→ EXERCISE DESCRIPTION: Write every item below as a two-column CSV with the header row item,answer, one row per item. Put the item's full text in the first field and its answer in the second, enclose each field in double quotes, and replace line breaks with spaces.

→ STORED ROWS:
□ □ □ □ □ □ □
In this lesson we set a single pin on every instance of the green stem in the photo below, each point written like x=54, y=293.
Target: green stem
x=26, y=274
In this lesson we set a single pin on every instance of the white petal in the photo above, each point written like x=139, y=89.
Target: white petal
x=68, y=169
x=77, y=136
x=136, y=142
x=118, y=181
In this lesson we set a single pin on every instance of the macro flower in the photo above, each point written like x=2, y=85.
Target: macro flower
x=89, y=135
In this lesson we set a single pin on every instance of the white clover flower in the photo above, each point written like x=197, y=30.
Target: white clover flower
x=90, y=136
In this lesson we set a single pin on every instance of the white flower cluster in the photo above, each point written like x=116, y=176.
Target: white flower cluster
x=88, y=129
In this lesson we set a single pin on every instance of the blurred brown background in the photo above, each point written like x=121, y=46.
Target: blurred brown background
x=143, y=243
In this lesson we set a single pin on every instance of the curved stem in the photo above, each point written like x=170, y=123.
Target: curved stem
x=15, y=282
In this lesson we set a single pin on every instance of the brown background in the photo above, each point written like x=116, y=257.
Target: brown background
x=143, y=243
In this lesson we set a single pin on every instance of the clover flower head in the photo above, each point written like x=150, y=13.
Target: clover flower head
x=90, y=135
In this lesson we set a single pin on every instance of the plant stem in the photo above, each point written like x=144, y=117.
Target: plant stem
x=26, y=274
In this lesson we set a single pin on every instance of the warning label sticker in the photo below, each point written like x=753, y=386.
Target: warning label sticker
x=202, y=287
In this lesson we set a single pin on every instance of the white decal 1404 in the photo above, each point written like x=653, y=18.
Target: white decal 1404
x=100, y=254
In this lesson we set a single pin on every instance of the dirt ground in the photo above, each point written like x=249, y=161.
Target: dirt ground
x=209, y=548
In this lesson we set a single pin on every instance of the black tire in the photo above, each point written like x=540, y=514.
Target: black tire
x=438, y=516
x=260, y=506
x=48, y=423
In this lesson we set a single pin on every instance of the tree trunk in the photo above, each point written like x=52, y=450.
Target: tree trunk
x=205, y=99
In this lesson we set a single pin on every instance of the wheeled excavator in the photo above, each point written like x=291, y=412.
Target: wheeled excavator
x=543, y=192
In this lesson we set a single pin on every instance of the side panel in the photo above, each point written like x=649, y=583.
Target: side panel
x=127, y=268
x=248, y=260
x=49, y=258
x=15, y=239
□ □ □ □ □ □ □
→ RESULT FOR THIS TASK:
item,answer
"In this lesson we set a single pin on every instance of the green stem in the photo below, each point written like x=54, y=293. Target: green stem","x=26, y=274"
"In this lesson we set a single pin on every instance of the white petal in the photo above, each point written like x=139, y=89. Target: white petal","x=68, y=169 x=77, y=136 x=136, y=142 x=118, y=181"
"In this lesson we set a single pin on every instance of the macro flower in the photo above, each point written like x=2, y=85. Target: macro flower","x=89, y=135"
"In this lesson we set a single pin on every instance of the white clover flower in the photo above, each point written like x=197, y=30. Target: white clover flower","x=90, y=136"
"In this lesson we set a single pin on every instance of the white flower cluster in the photo above, each point written like x=116, y=176. Target: white flower cluster","x=88, y=129"
"In this lesson we set a single pin on every instance of the blurred brown background in the photo above, each point written like x=121, y=46. Target: blurred brown background","x=143, y=243"
"In this lesson we set a single pin on every instance of the curved stem in the photo above, each point written like x=170, y=123. Target: curved stem","x=15, y=282"
"In this lesson we set a single pin on every instance of the brown background in the photo above, each point written like x=116, y=257. Target: brown background","x=143, y=243"
"In this lesson we set a single pin on every instance of the clover flower head in the photo above, each point written like x=150, y=13. Target: clover flower head","x=90, y=135"
"In this lesson we set a single pin on every instance of the plant stem in the photo above, each point written like x=144, y=117. Target: plant stem","x=26, y=274"
"In this lesson we set a single pin on every instance of the warning label sticker in the photo below, each point written like x=753, y=386. Target: warning label sticker","x=202, y=287"
"In this lesson we set a single pin on every instance of the white decal 1404 in the photo above, each point written like x=653, y=18. Target: white decal 1404","x=100, y=254"
"In this lesson we set a single pin on every instance of the dirt ground in the photo above, each point written like x=249, y=161. Target: dirt ground","x=209, y=548"
"In this lesson we set a single pin on every instance of the black tire in the photo above, each point written like x=540, y=514. Target: black tire","x=438, y=516 x=260, y=506 x=48, y=423"
"In this lesson we set a single pin on every instance of the tree trunk in the photo above, each point written like x=52, y=450. Target: tree trunk","x=205, y=99"
"In this lesson we set a single pin on every instance of the wheeled excavator in the photo above, each point written like x=291, y=412. Target: wheeled excavator","x=543, y=192"
"In this lesson we set a single pin on every instance of the side panel in the photo above, each point written like x=649, y=583. Target: side panel","x=127, y=268 x=248, y=260 x=49, y=258 x=15, y=239"